__What is asked__
Write out all of the records below word for word, but leave out the pictures.

· · ·

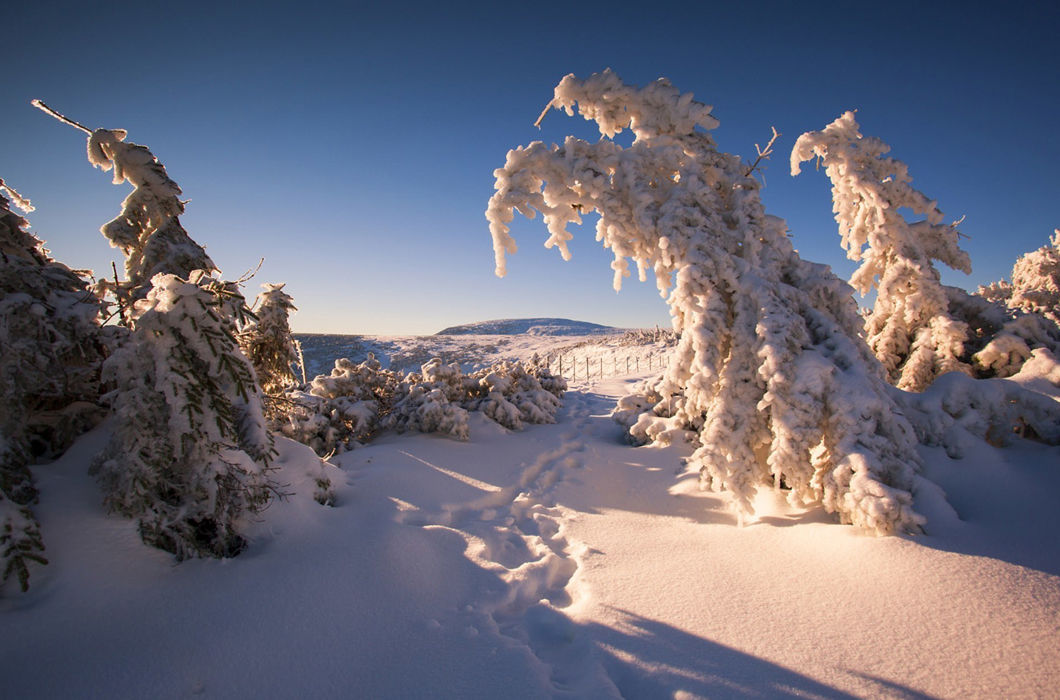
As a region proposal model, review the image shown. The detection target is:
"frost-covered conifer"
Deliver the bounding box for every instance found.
[88,128,216,300]
[1007,228,1060,325]
[791,111,971,391]
[92,270,273,559]
[239,284,305,395]
[487,70,922,533]
[970,229,1060,377]
[0,180,102,590]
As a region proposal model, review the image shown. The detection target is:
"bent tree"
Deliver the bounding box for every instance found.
[791,111,972,391]
[487,70,923,533]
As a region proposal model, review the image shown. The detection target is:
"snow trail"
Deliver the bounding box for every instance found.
[398,391,620,697]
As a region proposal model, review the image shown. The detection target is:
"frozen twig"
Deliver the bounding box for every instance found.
[30,100,92,135]
[533,99,555,128]
[743,126,780,177]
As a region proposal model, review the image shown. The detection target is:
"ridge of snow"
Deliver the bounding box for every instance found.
[435,318,625,335]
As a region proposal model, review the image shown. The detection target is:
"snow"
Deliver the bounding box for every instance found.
[0,336,1060,698]
[436,318,622,335]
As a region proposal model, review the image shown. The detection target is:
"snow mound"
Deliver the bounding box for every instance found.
[435,318,622,335]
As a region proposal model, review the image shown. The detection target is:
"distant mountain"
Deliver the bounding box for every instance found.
[435,318,623,335]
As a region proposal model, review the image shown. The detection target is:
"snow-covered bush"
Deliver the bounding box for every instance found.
[898,348,1060,458]
[487,70,922,533]
[466,362,567,431]
[92,270,273,559]
[0,180,103,591]
[239,284,305,395]
[270,353,400,455]
[791,111,971,391]
[385,357,470,440]
[272,354,567,455]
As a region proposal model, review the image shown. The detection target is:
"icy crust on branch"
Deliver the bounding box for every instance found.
[88,128,217,299]
[487,71,922,533]
[92,270,275,559]
[791,111,971,391]
[239,283,305,395]
[272,354,567,455]
[0,179,102,591]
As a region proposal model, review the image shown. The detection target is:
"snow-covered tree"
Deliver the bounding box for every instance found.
[92,270,273,559]
[487,70,923,533]
[33,100,217,305]
[791,111,971,391]
[239,284,305,395]
[969,229,1060,377]
[88,128,217,300]
[1006,228,1060,325]
[34,101,275,559]
[0,179,102,590]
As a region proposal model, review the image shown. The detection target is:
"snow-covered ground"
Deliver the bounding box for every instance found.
[0,336,1060,698]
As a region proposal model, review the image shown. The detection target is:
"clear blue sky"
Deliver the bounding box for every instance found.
[6,0,1060,334]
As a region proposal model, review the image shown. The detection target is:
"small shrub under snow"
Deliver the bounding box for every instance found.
[271,355,566,455]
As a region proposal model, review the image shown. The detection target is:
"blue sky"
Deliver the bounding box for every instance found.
[6,1,1060,334]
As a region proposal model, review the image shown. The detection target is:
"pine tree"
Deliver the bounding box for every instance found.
[791,111,971,391]
[487,70,922,533]
[972,229,1060,377]
[239,284,305,395]
[1007,228,1060,325]
[92,270,273,559]
[34,101,275,559]
[0,179,102,591]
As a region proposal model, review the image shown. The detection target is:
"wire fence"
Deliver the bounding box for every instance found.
[544,354,667,381]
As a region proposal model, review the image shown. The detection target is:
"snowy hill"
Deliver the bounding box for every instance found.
[0,336,1060,699]
[296,328,668,379]
[436,318,623,335]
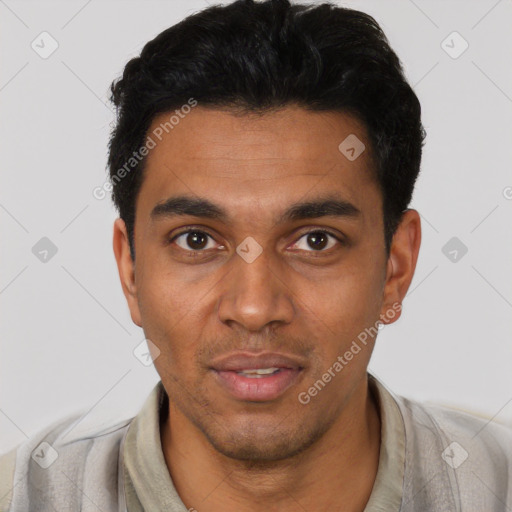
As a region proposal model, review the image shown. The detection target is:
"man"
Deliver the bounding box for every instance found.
[0,0,512,512]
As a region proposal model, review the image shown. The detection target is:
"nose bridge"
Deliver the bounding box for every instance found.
[218,243,294,331]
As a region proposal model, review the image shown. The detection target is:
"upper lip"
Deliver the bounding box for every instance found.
[210,352,304,372]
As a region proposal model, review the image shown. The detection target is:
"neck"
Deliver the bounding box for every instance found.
[161,379,381,512]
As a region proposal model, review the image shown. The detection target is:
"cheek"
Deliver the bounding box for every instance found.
[138,272,205,369]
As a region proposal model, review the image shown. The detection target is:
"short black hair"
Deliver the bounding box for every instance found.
[108,0,425,259]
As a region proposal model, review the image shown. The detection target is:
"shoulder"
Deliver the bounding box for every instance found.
[395,396,512,512]
[0,412,133,512]
[395,397,512,464]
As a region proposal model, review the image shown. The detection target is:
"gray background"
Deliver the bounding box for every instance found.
[0,0,512,452]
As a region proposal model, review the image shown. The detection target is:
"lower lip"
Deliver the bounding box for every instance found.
[214,368,301,402]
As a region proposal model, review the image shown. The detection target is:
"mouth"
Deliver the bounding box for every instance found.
[210,353,304,402]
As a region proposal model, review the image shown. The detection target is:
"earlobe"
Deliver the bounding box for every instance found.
[113,218,142,327]
[381,209,421,324]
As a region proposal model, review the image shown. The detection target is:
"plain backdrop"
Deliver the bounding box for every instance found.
[0,0,512,452]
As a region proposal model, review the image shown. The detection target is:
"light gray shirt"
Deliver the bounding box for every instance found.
[0,374,512,512]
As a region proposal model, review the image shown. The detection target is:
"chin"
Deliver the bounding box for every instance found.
[198,420,326,466]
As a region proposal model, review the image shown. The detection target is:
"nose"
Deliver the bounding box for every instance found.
[218,243,295,332]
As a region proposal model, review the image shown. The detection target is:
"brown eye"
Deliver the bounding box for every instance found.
[307,231,329,251]
[173,230,213,251]
[293,229,342,252]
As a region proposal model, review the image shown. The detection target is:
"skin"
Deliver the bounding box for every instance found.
[114,106,421,512]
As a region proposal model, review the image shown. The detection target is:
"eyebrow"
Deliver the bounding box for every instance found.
[150,196,361,223]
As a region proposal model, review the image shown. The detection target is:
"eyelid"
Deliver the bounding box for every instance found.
[167,225,347,254]
[292,227,347,254]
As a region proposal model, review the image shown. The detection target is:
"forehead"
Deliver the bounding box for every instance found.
[137,106,380,223]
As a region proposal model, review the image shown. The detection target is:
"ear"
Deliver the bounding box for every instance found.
[380,209,421,324]
[113,219,142,327]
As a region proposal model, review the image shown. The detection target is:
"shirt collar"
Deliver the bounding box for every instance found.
[121,373,405,512]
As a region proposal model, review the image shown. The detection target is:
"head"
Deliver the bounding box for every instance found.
[109,0,425,460]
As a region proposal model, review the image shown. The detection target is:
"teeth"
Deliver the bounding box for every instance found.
[237,368,279,378]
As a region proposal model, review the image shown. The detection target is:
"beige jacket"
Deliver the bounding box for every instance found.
[0,374,512,512]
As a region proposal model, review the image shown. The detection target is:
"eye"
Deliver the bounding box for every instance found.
[292,229,342,252]
[170,229,222,252]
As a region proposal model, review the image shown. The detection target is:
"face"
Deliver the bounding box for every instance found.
[114,106,419,461]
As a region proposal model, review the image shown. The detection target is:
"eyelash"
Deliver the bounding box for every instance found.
[168,226,346,257]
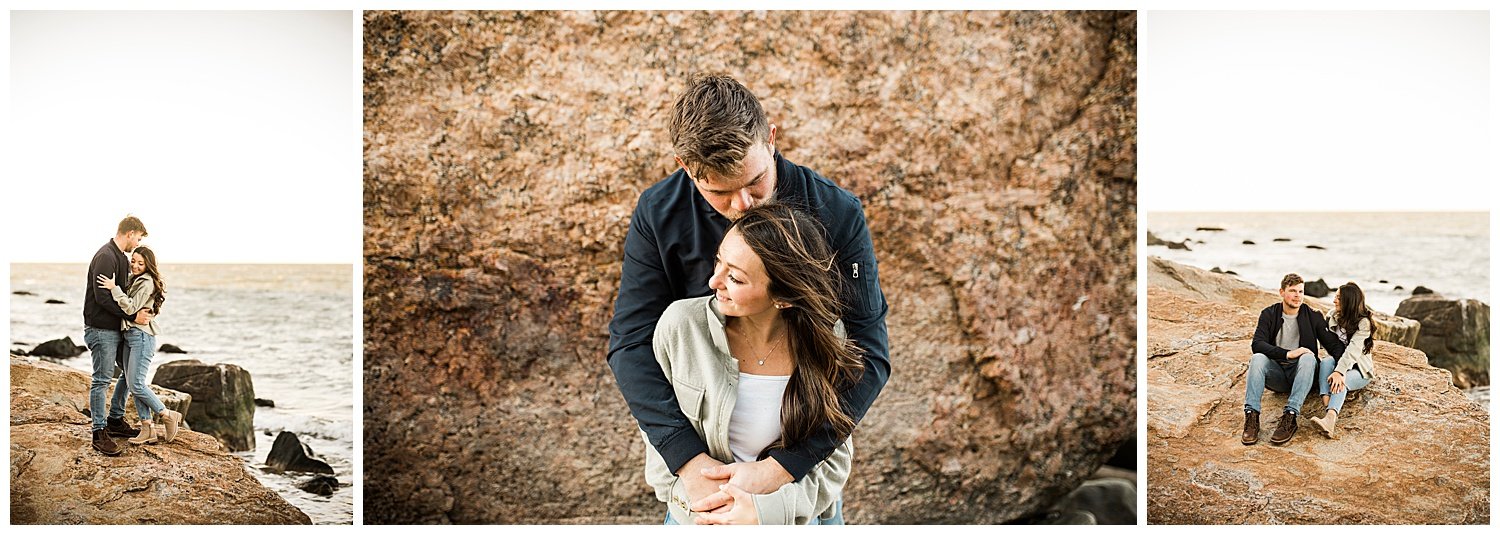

· · ·

__Complete answer__
As a region proposal model, review the image shown. The detection target is:
"frost-covered conifer"
Deliver the bounding box for every instance found.
[88,128,216,300]
[1007,228,1060,325]
[791,111,971,391]
[92,270,273,559]
[239,284,305,395]
[487,70,922,533]
[970,229,1060,377]
[0,180,102,590]
As a region proposal model, review the image shown. The detection target is:
"bent tree"
Deliver the bounding box for every instance found.
[791,111,972,391]
[487,70,923,533]
As a region proposal model, review the image shown. The detection target is:
"snow trail"
Deliver the bounding box for every instance found.
[398,391,620,697]
As a region proposal model, review the image shown. The detection target is:
"frozen twig"
Deliver the bounding box for every instance found.
[30,100,92,135]
[533,99,555,128]
[743,126,780,177]
As a region proposal model, review the image shown. The detection target is:
"ridge of snow"
Deliver the bounding box for every instance found.
[435,318,625,335]
As a region proposal model, review the image shown. The detection target is:
"snow"
Deliver the bounding box for every instance found.
[0,336,1060,698]
[436,318,622,335]
As a region proposal model, review the image shown. The detection target is:
"snow mound"
Deliver the bounding box for every instance found.
[435,318,622,335]
As a region proposal model, review the image shown. The detection target is:
"distant mountain"
Deliver the bounding box for every instance found.
[435,318,623,335]
As a region proposal model, review the image shown. The detection target is:
"snow-covered bush"
Deliver the bounding box for every instance found.
[898,348,1060,458]
[487,70,922,533]
[466,362,567,431]
[92,270,273,559]
[0,180,103,591]
[239,284,305,395]
[270,353,400,455]
[791,111,971,391]
[385,357,470,440]
[272,354,567,455]
As a region proposal model, review the image shown. The detection target is:
"icy crust on branch"
Deliver the bounding box for every instance found.
[88,128,217,299]
[487,71,922,533]
[92,270,275,559]
[791,111,971,391]
[239,283,305,395]
[272,354,567,455]
[0,179,102,591]
As a region proposal model, review the image shown. The detection target is:
"snow-covered tree"
Deliver the bounding box for every instance found.
[92,270,273,559]
[487,70,923,533]
[33,100,217,305]
[791,111,971,391]
[239,284,305,395]
[969,229,1060,377]
[88,128,217,300]
[1006,228,1060,325]
[34,101,275,559]
[0,179,102,590]
As a region proposal model, review the image shown. The detection target is:
"snow-covered ground"
Deliver the bounding box for every instance found.
[0,336,1060,698]
As a region proposal model, review the image shown. The detection target is:
"clear blue sky"
Deliver the bounding box for every instance found.
[6,0,1060,334]
As a region proposal model, review the image shown. The detection target is:
"small shrub under snow"
Deliver the bounding box for every instance found.
[271,355,566,455]
As a region proposal model, review the image shown. The detection target is:
"blue sky"
Deliver the bounding box for every instance found.
[6,1,1060,334]
As a region proposal model, review the image shown. The detection target is:
"pine tree"
Deliver the bounding box for every instance found.
[791,111,971,391]
[487,70,922,533]
[972,229,1060,377]
[239,284,305,395]
[1007,228,1060,325]
[92,270,273,559]
[34,101,275,559]
[0,179,102,591]
As a region proposal model, review the image shown. The detection target is:
"wire fence"
Deliver the bounding box for every instance found.
[544,354,667,381]
As a region proposal model, review the image shown. The detection target is:
"snowy hill"
Deliver the bounding box for every instance found.
[0,336,1060,699]
[296,328,668,379]
[436,318,623,335]
As a region proposal model, review the image shown. The detection target is:
"man"
Deliver the bounding box for every instance found.
[0,0,512,512]
As a region proposal model, review the image shown. The detection target is:
"nose bridge"
Deliver the bounding box for every instance found.
[218,243,294,331]
As a region proposal model, review the image shown. The detection target is:
"upper lip"
Deliver the bounding box for every instance found.
[210,352,304,372]
As a region proposal model, review the image shown. The detection target is:
"neck"
Deliver the bounding box for every instance found.
[161,379,381,512]
As a region proposal model, review the image shown. The detection target is:
"cheek"
Deliver the bounding box for every instance found.
[138,272,205,369]
As a region proposal model, review the image shown. The detection target is:
"short black hair"
Deliver the bounding box for every instance found.
[108,0,425,259]
As a region proposal model, review the image shown. The detection target is:
"shoulder"
Deliver the bounding box for every instance found.
[395,396,512,512]
[0,412,133,512]
[395,397,512,464]
As a region proposal model, review the image shown. The detection target is:
"gray background"
Deliver the bounding box for every instance found.
[0,0,512,452]
As a region proposal model, review the image shown. The detection target is:
"lower lip"
Deliver the bounding box for every instance found.
[214,368,301,402]
As a region proposal model, review the image shown. The detection target is:
"mouth"
Deliver the bounding box for every instance found.
[210,353,304,402]
As a region proposal model, review the image shown. The detection target is:
"earlobe"
Deliver the bounding box for every instance found.
[113,218,142,327]
[381,209,421,324]
As a region proposal model, review the image shown. The detection target is:
"plain backdrop"
Deliver the bounding box for every instance found.
[0,0,512,452]
As a region proposal model, review the image shown. The detection target is:
"light gray shirt"
Deliver the bounding box for every instance found.
[0,374,512,512]
As a region proposal model, review the image shown. The detection target is:
"chin"
Deliver the bounding box for every instance found.
[198,420,326,466]
As a region proposal model, review the image shown. The detection target is:
"nose"
Deliver the bounding box for every instance found.
[218,243,295,332]
As a region proposal model, review the image shown. The detection target is:
"brown eye"
Deliver the bounding box for every instance found.
[307,231,329,251]
[173,230,213,251]
[293,229,342,252]
As a region proposal model, review the image shown. The detection target is:
"skin"
Deliver the bounding box for every instance found.
[114,106,421,512]
As a region proposal model, review the image shown. The detection target is:
"eyebrow"
Deliver the bounding box for every instance found.
[150,196,361,223]
As a region proposal model, review the image shown. The detection target is:
"eyelid"
Deliver the bounding box for every instance found.
[167,225,347,254]
[292,227,347,254]
As a region proposal model, review the image shown. The detection target is:
"forehead"
Deliver the bounding box for every instance found.
[137,106,380,223]
As a region proposal model, review the image shown. The detection target is:
"ear"
Deliver the bounding box for every instance found.
[380,209,421,324]
[113,219,142,327]
As a region proposal model, review the image shown. The detection target is:
"shirt collar"
Deliver the bounding box for every instance found.
[121,373,405,512]
As a region proposal model, review the image shown. The detection target is:
"head"
Deliver the bounding box for every instance found.
[109,0,425,460]
As a region proposal model, review the image shown. The detection target is:
"teeth"
Deliver the bounding box for every instance found.
[237,368,279,378]
As a region proposal model, review the image shown. The detection target is:
"beige jacket"
Deliver the bounding box for every instance found.
[0,374,512,512]
As a region proposal model, review the image shown. The detection target is:
"eye"
Deliver the bounding box for every instance found.
[292,229,342,252]
[170,229,222,252]
As a region proposal model, review the image shown. The detection target is:
"face"
Deliver the bounding box for every instance found.
[114,106,419,461]
As a region proposal model, review the image shown. The detection target is:
"eyelash"
Deliver the bounding box for every instance found.
[168,226,346,257]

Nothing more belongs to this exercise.